Exercise directions: Copy out, unchanged, every line from the start of the records to the line that contains "positive clicks: (188, 34)", and stop there.

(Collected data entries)
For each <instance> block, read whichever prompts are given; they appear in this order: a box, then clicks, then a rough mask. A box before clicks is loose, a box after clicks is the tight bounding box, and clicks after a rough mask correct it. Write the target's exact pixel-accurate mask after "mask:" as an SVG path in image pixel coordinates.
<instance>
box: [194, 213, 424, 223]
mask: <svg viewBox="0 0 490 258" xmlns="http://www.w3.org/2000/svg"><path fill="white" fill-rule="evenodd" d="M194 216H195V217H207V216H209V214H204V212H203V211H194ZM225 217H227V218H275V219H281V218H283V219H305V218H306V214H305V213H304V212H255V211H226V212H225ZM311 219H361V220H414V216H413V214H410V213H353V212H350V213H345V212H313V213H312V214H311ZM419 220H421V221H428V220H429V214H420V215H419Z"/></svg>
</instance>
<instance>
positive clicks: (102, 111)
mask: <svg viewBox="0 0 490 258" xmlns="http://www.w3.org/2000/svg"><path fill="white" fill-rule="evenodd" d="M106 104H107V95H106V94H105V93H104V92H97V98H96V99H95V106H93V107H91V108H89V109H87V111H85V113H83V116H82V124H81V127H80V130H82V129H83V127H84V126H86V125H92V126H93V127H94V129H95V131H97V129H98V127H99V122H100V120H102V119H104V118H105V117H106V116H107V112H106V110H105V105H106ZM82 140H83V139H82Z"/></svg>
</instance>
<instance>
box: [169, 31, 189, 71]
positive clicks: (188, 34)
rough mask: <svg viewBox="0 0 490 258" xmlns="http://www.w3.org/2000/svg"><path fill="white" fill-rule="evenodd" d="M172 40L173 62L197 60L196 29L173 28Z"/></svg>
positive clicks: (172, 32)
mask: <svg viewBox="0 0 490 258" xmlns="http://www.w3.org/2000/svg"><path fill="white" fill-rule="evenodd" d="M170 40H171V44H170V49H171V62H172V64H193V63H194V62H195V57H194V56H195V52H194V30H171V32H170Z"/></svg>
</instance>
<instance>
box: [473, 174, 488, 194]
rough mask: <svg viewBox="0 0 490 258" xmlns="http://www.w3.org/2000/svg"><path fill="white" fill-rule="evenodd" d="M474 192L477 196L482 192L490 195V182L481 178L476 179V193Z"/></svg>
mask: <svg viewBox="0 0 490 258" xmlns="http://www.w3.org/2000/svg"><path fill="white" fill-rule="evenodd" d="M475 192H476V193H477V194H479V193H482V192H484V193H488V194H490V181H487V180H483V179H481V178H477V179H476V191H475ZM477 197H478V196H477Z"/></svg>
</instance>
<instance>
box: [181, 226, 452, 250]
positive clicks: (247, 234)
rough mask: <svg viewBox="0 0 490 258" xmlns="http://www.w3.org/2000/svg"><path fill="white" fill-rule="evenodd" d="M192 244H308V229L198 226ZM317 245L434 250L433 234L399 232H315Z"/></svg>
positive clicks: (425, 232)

Task result:
For each <instance> block, read whichever prompts are given; they appear in this order: a box, then clicks, then a rough mask. A box before clicks is loose, a box after clicks is the tight bounding box, and clicks after a rough mask correct it. Write the target's exact pixel-accurate mask after "mask:" as an SVG path in image pixel coordinates.
<instance>
box: [194, 213, 424, 223]
mask: <svg viewBox="0 0 490 258" xmlns="http://www.w3.org/2000/svg"><path fill="white" fill-rule="evenodd" d="M194 216H195V217H207V216H209V214H204V212H203V211H194ZM225 217H227V218H275V219H281V218H283V219H305V218H306V214H305V213H304V212H255V211H226V212H225ZM311 219H361V220H414V216H413V214H410V213H353V212H350V213H345V212H313V213H312V214H311ZM419 220H421V221H428V220H429V214H420V215H419Z"/></svg>
</instance>
<instance>
positive clicks: (102, 111)
mask: <svg viewBox="0 0 490 258" xmlns="http://www.w3.org/2000/svg"><path fill="white" fill-rule="evenodd" d="M106 104H107V95H106V94H105V93H104V92H97V98H96V99H95V106H93V107H91V108H89V109H87V111H85V113H83V116H82V124H81V127H80V130H82V129H83V127H84V126H86V125H92V126H93V127H94V129H95V131H97V129H98V127H99V122H100V120H102V119H104V118H105V117H106V116H107V112H106V110H105V105H106ZM82 140H83V139H82Z"/></svg>
</instance>
<instance>
box: [169, 31, 189, 71]
positive clicks: (188, 34)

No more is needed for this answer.